#### AVAILABLE RECORDS ####

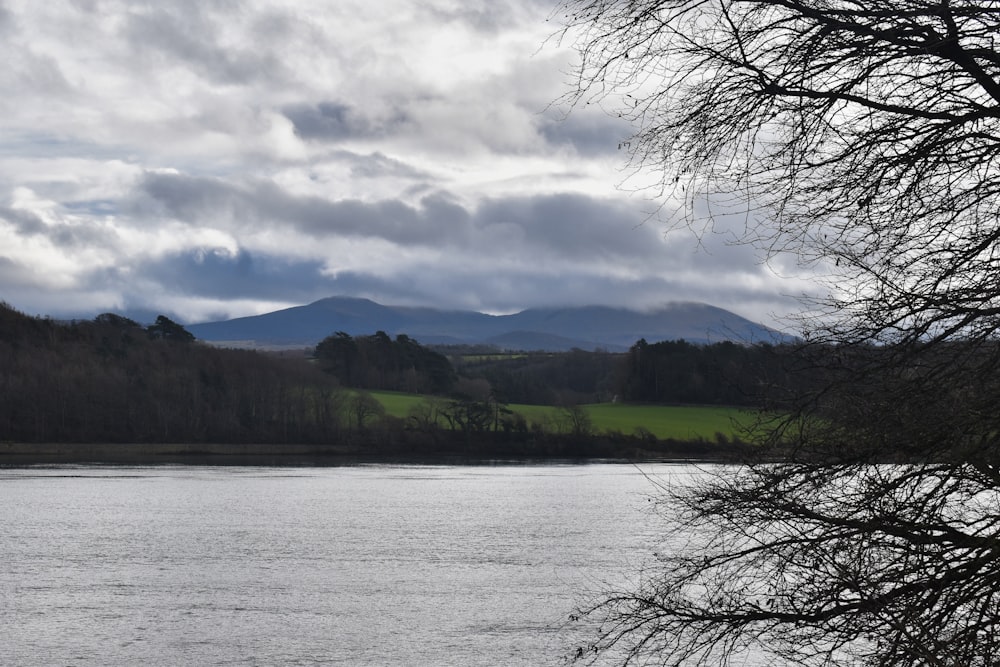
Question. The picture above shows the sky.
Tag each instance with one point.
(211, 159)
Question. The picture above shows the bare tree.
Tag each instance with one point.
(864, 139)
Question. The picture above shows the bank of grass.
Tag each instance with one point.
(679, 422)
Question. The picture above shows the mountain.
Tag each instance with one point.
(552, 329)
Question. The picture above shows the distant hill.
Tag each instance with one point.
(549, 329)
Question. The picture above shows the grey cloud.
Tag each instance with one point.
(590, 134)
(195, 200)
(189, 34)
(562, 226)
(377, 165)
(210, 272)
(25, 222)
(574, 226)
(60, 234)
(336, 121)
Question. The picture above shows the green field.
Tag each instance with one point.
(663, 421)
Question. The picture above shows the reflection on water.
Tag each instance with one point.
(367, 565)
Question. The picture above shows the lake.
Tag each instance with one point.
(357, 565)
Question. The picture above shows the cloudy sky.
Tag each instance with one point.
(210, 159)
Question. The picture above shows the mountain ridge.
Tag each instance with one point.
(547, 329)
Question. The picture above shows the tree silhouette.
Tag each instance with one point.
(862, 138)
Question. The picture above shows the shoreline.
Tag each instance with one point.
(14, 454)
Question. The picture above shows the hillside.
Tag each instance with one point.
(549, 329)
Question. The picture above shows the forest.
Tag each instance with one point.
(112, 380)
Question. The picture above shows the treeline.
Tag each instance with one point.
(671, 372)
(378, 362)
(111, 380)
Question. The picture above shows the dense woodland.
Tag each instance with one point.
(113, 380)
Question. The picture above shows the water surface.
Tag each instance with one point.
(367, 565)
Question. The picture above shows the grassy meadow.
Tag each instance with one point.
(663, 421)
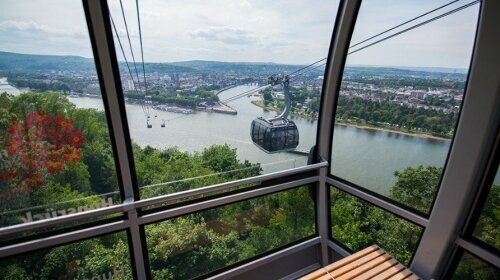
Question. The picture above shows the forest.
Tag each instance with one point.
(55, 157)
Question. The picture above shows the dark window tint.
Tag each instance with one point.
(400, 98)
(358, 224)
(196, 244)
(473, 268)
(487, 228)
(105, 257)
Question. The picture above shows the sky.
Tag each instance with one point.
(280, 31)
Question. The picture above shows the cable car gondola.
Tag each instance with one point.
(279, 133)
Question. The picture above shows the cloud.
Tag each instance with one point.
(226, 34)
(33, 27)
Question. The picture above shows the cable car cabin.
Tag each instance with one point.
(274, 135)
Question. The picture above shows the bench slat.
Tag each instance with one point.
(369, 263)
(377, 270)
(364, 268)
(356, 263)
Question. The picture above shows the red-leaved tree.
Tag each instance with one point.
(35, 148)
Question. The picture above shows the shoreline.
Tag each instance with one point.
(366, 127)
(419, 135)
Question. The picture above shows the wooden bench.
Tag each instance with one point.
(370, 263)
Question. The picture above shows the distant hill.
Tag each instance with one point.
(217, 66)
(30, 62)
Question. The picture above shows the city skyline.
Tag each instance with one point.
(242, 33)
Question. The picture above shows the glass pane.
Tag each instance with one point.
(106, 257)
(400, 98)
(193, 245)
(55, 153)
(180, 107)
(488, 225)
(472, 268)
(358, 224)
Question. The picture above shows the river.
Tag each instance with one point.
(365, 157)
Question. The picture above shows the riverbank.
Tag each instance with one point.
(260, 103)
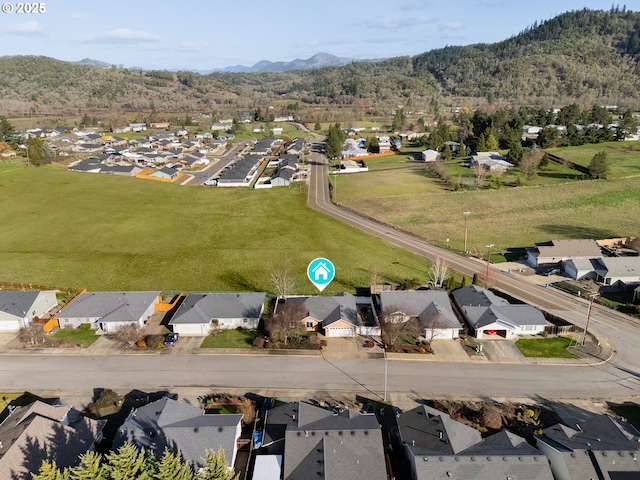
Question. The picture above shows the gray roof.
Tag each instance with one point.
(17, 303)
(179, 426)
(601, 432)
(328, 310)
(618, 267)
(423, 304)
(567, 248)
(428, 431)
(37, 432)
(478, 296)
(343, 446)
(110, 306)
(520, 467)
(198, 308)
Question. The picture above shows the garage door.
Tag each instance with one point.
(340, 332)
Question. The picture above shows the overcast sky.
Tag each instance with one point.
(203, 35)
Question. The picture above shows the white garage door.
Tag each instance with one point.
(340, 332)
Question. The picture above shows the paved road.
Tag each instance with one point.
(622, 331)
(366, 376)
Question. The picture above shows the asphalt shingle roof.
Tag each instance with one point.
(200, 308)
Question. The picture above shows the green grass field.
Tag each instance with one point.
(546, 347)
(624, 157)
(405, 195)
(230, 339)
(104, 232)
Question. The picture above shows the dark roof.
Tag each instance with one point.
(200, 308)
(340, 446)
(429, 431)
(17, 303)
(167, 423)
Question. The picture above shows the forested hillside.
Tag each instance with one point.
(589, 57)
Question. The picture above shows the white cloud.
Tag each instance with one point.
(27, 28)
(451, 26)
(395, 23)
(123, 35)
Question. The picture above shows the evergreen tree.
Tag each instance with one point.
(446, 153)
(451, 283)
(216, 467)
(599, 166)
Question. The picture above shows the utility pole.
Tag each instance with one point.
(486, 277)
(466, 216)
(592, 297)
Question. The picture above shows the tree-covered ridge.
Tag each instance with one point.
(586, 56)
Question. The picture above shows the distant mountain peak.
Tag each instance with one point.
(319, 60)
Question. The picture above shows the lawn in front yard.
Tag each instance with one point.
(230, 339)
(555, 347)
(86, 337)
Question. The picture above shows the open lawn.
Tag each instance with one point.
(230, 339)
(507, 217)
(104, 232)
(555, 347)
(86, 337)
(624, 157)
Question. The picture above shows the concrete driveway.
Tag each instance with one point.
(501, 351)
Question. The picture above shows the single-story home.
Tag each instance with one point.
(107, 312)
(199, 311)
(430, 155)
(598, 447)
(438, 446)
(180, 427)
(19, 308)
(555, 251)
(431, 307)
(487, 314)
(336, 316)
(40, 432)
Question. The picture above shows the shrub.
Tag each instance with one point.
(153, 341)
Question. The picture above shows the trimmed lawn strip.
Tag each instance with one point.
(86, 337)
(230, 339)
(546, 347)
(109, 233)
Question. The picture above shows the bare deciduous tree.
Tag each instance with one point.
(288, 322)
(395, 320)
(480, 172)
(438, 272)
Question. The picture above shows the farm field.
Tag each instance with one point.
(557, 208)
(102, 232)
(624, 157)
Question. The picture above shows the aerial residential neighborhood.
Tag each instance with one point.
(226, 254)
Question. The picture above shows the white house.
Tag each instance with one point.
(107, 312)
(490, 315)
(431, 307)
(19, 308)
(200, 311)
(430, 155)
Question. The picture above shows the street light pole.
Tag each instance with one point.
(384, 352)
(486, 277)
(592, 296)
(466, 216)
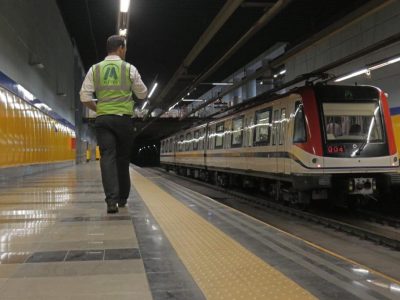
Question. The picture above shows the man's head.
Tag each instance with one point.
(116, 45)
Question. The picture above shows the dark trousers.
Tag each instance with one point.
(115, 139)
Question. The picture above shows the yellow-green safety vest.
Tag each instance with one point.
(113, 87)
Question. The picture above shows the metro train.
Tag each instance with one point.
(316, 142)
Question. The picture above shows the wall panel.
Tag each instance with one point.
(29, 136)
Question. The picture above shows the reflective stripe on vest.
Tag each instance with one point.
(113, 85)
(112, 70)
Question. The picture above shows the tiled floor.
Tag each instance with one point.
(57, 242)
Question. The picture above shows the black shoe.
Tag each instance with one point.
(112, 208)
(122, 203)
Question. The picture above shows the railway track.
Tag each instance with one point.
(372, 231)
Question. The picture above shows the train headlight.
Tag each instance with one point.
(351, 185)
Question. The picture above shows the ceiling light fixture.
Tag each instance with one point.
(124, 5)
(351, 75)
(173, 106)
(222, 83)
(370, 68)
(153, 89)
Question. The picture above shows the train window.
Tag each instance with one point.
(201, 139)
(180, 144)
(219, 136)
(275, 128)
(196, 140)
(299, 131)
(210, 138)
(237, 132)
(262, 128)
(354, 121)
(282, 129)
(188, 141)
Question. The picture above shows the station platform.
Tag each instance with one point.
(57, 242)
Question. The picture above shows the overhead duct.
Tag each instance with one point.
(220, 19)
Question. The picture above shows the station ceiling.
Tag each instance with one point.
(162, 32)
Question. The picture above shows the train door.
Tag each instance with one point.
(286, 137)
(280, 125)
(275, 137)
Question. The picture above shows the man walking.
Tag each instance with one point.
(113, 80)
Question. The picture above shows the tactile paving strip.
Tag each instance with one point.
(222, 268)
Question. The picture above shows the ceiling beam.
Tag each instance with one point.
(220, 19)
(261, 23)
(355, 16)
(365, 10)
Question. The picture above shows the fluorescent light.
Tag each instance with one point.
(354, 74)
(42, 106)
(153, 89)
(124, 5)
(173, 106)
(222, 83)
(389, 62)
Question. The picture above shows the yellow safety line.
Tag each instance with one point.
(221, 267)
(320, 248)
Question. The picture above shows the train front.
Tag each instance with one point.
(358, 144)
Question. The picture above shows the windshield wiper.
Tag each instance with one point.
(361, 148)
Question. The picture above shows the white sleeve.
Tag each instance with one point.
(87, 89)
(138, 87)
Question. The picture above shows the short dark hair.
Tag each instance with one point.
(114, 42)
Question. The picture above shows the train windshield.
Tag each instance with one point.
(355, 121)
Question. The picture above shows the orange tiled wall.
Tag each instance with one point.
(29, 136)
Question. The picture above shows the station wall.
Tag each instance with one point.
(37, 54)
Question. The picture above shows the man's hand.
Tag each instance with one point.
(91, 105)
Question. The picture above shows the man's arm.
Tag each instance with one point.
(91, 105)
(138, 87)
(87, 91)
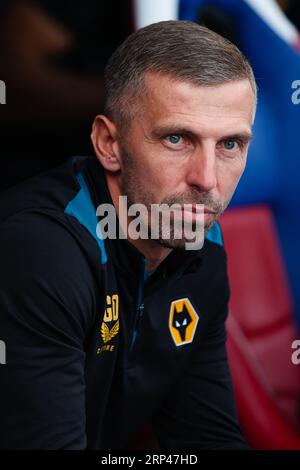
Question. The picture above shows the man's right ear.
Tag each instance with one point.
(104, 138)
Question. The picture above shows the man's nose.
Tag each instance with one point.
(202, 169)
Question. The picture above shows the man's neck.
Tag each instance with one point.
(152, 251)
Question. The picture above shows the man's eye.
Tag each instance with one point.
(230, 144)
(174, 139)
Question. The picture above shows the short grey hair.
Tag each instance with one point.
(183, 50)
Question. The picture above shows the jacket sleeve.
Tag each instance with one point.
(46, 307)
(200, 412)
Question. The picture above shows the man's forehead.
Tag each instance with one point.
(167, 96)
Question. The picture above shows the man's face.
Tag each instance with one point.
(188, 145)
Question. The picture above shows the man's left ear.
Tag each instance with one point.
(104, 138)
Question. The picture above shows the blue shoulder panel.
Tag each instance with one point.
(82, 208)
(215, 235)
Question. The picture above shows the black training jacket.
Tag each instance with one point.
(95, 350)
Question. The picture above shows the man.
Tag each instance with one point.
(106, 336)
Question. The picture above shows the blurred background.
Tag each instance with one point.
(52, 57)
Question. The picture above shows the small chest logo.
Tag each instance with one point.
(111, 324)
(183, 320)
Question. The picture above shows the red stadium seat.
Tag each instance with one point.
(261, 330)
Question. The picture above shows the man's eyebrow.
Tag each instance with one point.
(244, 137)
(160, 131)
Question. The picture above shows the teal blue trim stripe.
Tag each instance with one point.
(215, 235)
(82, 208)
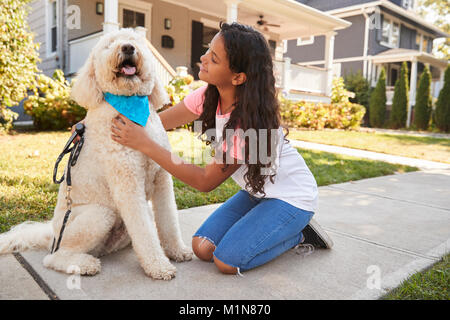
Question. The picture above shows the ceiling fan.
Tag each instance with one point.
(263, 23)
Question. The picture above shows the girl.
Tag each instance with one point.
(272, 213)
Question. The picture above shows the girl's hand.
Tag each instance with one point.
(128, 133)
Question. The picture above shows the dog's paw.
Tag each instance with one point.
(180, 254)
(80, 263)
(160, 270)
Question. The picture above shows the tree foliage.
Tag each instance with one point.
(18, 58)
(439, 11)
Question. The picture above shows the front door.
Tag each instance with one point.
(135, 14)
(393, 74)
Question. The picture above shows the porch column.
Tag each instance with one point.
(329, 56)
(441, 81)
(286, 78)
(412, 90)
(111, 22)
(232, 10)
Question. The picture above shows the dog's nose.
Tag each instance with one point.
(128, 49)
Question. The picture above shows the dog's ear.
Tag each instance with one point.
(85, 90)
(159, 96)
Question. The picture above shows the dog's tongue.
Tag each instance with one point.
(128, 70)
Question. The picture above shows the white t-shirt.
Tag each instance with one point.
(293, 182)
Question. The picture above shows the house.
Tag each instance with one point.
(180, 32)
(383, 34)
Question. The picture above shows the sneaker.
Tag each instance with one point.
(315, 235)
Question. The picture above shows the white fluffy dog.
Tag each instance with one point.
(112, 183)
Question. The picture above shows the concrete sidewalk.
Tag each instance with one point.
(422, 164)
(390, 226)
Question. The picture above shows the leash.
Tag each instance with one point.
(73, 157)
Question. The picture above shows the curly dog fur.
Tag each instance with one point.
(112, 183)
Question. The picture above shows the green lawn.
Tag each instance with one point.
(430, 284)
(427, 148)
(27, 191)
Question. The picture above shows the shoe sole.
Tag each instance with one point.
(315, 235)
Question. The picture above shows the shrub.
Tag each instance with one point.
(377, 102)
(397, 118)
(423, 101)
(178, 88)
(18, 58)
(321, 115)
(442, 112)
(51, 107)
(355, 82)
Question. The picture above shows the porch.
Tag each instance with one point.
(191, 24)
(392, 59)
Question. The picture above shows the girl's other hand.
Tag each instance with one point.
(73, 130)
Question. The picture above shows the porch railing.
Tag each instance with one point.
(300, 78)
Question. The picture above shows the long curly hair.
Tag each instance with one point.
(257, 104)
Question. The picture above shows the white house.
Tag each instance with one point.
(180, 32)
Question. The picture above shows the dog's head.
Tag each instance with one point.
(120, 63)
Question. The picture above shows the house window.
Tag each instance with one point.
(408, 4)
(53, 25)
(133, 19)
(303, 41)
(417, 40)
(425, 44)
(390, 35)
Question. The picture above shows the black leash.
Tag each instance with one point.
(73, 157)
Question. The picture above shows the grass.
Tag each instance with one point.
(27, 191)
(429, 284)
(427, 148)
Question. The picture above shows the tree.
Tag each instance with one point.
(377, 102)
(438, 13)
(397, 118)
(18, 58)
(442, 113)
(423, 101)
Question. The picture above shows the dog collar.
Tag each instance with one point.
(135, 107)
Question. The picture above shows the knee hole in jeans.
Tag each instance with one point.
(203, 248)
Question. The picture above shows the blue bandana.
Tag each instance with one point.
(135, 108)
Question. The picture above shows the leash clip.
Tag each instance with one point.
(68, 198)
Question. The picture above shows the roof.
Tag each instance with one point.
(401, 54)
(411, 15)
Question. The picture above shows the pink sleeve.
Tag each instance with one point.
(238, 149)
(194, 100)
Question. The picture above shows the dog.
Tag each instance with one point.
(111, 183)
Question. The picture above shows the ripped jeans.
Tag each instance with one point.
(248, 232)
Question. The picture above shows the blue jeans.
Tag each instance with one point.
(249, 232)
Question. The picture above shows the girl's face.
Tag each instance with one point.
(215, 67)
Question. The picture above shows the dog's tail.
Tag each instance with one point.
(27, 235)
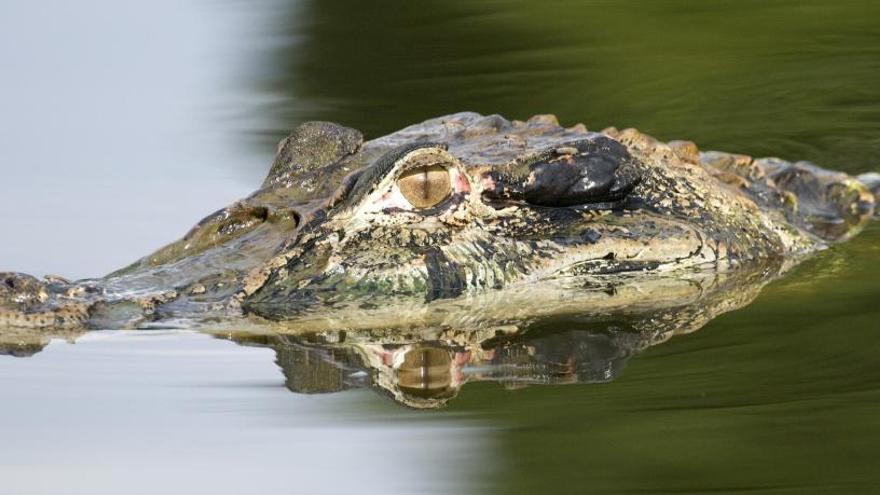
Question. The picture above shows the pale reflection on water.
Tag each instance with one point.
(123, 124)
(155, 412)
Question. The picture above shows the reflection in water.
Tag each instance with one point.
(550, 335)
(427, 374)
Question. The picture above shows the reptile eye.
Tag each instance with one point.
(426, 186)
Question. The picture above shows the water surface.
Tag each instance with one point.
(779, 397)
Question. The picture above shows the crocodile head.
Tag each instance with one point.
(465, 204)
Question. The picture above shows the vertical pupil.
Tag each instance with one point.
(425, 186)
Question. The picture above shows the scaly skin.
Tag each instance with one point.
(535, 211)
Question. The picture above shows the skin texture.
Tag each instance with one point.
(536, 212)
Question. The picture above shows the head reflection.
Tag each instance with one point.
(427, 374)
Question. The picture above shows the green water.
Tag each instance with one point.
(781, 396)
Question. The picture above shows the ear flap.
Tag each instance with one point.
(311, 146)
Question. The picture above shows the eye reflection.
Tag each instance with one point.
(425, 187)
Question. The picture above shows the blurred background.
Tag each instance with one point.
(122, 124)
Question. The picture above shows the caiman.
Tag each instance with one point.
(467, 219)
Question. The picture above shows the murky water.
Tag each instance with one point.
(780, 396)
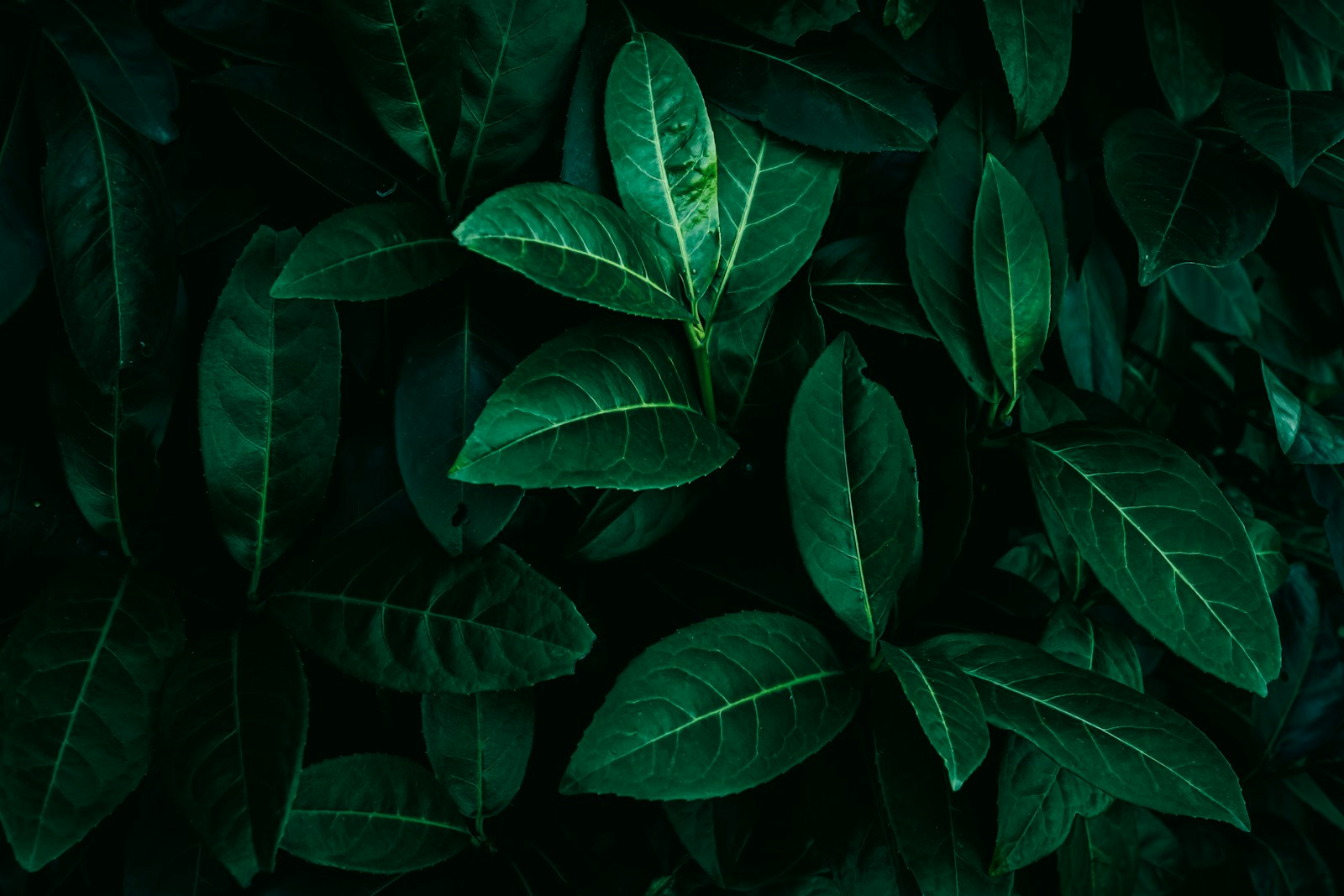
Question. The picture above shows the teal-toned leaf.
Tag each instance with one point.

####

WORK REQUIRED: Output exactly the lines from the one containing "Question. The picture above shows the ripped" through the last line of the records above, both included, and leave out the pictures.

RESULT:
Question. The picture above shows the ripped jeans.
Tag each instance with one point.
(248, 232)
Question. The picture above shows the blue jeans.
Tag each instance with one point.
(249, 232)
Question. The picture above shows the girl's face.
Tag each instance with one point.
(215, 67)
Question. The picture above shows the dog's tail.
Tag each instance with one point.
(27, 235)
Question. The picture above shows the pale reflection on water.
Tag each instance with one point.
(123, 124)
(155, 412)
Question. The picture above shows the reflection in water.
Tag each instance with one point.
(550, 335)
(427, 374)
Question. The picture above shows the reptile eye.
Tag each instance with one point.
(426, 186)
Question. The picture above shows the water surface.
Tag each instance with one point.
(779, 397)
Question. The picture above shows the crocodile head.
Tag each instance with one point.
(465, 204)
Question. The picture above shows the vertical pupil.
Tag each instance with one point.
(425, 186)
Question. The picture above shows the scaly skin.
Tag each instance with one point.
(535, 211)
Question. The picture above shows the skin texture.
Tag each instance with one point.
(536, 212)
Question. The picture above shows the head reflection.
Tag each instance with one point.
(427, 374)
Question. The picture above shows the green water.
Tag each instance with one point.
(781, 396)
Question. The picture above shows the ear flap.
Tag each instance with one point.
(311, 146)
Question. The picture above shows the eye reflection.
Tag each instance with one point.
(425, 187)
Question. The picture above shows the blurred background.
Tag each instance with one point.
(122, 124)
Question. The picture above shows the caiman.
Tag each instance with one point.
(467, 219)
Question. The picture above shows the murky water.
Tag each instance with one point.
(780, 396)
Question. The picture above shows the teal-toned leaf.
Tag each instance with one point.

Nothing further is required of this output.